DIRECTIVE:
Copy the entries from their start through the line containing "[925,0,946,142]", both ends included, and shift every bounding-box coordinate by adding 55 to it while leaving all other text unchanged. Leave the pictures out.

RECORDS PROVIDED:

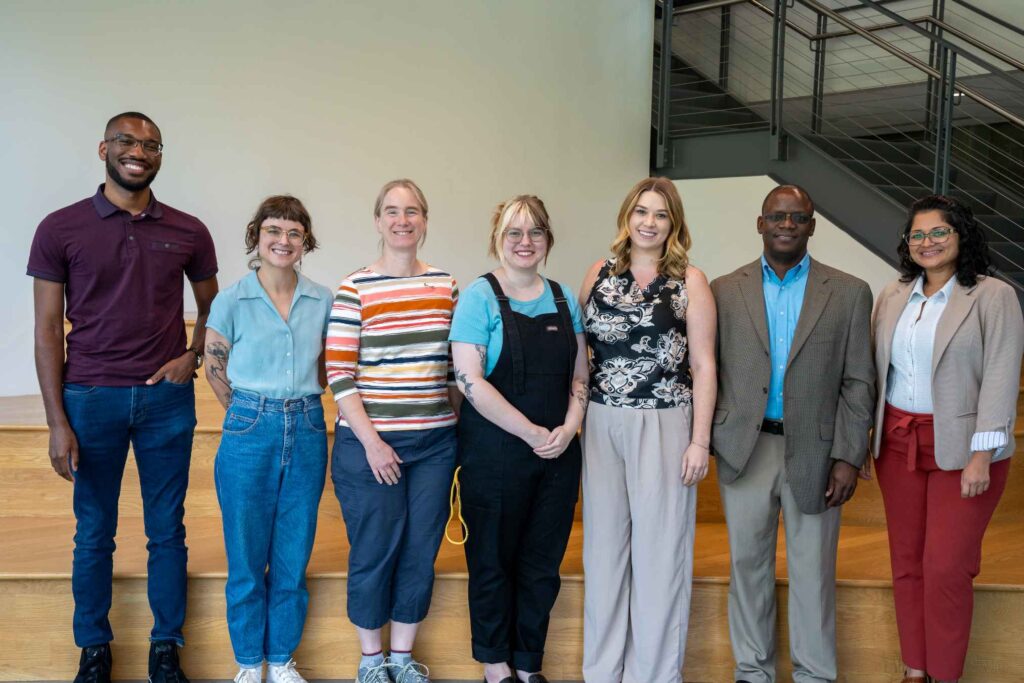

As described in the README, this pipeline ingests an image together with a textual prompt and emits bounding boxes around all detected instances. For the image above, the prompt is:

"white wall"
[0,0,653,395]
[676,176,897,295]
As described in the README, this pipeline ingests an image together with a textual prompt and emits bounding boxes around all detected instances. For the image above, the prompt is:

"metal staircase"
[651,0,1024,290]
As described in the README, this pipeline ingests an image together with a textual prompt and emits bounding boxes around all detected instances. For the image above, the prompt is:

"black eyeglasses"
[762,211,812,225]
[903,227,953,245]
[103,133,164,157]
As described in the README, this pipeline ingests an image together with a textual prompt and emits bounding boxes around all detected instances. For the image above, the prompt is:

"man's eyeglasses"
[903,227,953,245]
[259,225,306,242]
[103,134,164,157]
[505,227,548,244]
[762,211,812,225]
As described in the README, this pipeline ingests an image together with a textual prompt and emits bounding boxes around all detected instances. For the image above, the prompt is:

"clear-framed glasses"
[259,225,306,242]
[103,133,164,157]
[762,211,812,225]
[505,227,548,244]
[903,227,953,245]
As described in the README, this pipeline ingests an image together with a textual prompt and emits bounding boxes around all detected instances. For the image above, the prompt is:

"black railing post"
[932,45,956,195]
[811,14,828,134]
[768,0,786,161]
[655,0,674,168]
[718,5,732,90]
[925,0,946,142]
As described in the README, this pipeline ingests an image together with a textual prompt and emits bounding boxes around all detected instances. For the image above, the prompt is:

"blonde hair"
[374,178,427,218]
[487,195,555,263]
[611,178,690,280]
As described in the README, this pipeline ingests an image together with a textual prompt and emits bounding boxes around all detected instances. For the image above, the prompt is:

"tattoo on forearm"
[206,342,231,393]
[572,384,590,415]
[455,367,473,403]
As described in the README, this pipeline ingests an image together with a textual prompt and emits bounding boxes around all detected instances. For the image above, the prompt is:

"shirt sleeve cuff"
[971,432,1007,458]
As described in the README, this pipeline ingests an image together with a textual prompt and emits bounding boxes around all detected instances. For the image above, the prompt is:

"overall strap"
[483,272,526,394]
[548,280,580,384]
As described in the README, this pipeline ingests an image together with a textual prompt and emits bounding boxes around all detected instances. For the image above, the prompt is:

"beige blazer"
[711,258,874,514]
[871,275,1024,470]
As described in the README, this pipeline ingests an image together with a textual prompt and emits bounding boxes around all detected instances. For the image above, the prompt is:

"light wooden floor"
[6,360,1024,683]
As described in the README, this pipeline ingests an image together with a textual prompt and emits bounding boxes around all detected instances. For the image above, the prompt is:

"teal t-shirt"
[449,278,583,376]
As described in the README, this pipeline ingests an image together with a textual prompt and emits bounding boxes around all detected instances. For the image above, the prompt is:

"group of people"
[28,112,1024,683]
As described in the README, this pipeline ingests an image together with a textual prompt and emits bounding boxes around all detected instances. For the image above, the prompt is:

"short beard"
[106,157,157,193]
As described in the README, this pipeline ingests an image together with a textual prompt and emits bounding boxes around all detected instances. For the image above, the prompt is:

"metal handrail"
[799,0,1024,128]
[673,0,1024,128]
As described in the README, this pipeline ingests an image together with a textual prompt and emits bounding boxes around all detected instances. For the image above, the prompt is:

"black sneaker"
[150,640,188,683]
[75,643,113,683]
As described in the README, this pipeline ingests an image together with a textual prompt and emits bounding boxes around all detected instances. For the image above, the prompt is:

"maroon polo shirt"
[28,185,217,386]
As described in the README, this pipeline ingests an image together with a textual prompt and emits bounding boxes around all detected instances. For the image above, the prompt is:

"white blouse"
[886,275,1007,456]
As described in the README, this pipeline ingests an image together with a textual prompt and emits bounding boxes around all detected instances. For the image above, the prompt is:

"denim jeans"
[331,427,456,629]
[63,380,196,647]
[214,390,327,667]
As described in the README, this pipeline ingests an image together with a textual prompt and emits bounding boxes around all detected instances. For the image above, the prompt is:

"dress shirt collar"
[239,270,321,301]
[761,252,811,283]
[910,273,956,303]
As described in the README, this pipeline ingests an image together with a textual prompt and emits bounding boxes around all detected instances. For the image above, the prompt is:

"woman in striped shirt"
[326,179,460,683]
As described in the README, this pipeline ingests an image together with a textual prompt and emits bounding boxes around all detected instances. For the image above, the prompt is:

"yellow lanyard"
[444,466,469,546]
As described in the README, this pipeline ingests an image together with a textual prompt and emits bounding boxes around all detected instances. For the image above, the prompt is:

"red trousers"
[876,404,1010,680]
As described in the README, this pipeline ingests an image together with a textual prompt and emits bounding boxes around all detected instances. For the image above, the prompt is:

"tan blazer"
[871,275,1024,470]
[711,259,874,514]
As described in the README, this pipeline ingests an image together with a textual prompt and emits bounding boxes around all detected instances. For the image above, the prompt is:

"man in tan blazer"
[711,185,874,683]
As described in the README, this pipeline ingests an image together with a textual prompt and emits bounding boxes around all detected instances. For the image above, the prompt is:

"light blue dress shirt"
[761,254,811,420]
[206,270,334,398]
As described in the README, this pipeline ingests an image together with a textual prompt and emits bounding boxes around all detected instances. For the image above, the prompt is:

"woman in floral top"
[580,178,717,683]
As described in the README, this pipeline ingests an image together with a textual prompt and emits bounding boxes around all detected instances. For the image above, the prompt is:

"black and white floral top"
[583,258,693,409]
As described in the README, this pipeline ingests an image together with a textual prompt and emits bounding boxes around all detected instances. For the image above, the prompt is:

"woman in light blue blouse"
[206,196,333,683]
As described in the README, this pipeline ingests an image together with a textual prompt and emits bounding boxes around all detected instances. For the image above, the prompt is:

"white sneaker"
[264,659,306,683]
[234,665,263,683]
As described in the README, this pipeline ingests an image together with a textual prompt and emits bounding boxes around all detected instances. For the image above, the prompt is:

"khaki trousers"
[583,402,697,683]
[719,433,840,683]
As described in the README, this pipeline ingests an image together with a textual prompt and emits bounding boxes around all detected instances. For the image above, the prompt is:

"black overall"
[459,273,583,672]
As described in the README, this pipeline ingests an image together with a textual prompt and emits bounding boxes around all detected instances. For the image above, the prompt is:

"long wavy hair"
[611,178,690,280]
[896,195,992,287]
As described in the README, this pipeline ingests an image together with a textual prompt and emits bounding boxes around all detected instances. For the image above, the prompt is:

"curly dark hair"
[246,195,319,268]
[896,195,992,287]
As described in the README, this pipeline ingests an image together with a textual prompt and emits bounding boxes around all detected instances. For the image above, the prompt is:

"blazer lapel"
[874,282,913,370]
[932,275,977,380]
[739,259,771,353]
[785,259,831,367]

THE ANSWER:
As described in the README, this pipeline ingests an image together with a textual prompt and emits bounding boxes around all detected instances. For the image above, the prompt is:

"white wall"
[55,55,708,450]
[731,231,952,350]
As described in the README, this pipeline ingests an image together with a textual prompt and emits bounding boxes around all detected instances. For the image above, the prompt is:

"metal staircase"
[706,55,1079,345]
As described in the README, this pipeline ingests an image together with a textual prompt and emits bounding boxes around all detected instances. For the image above, the prompt is:

"black eyeglasses"
[817,266,867,280]
[958,282,1008,300]
[158,188,219,212]
As described in the README, this pipeline ingests an image together with a textual prompt and emits bounding boxes around all detected instances. For the image above, the prompt is:

"man's eyeglasses"
[958,282,1008,300]
[314,280,361,297]
[158,189,219,212]
[560,282,603,299]
[817,266,867,280]
As described in the README, this pipeline ingests an image together with a textual prompt and emits bounding boxes around all detected instances. For the image above, the prompt is:

"clear-framed glasses"
[314,280,361,297]
[158,188,219,212]
[817,266,867,280]
[560,282,603,299]
[958,282,1008,300]
As described in the README, this pipeline ingests an image together with a textual prompt and emits bounding boxes around all detected instances. For the image above, the prompt is:

"black railing post"
[987,100,1011,250]
[866,69,883,189]
[823,55,841,216]
[710,55,729,223]
[773,60,787,145]
[980,55,1001,197]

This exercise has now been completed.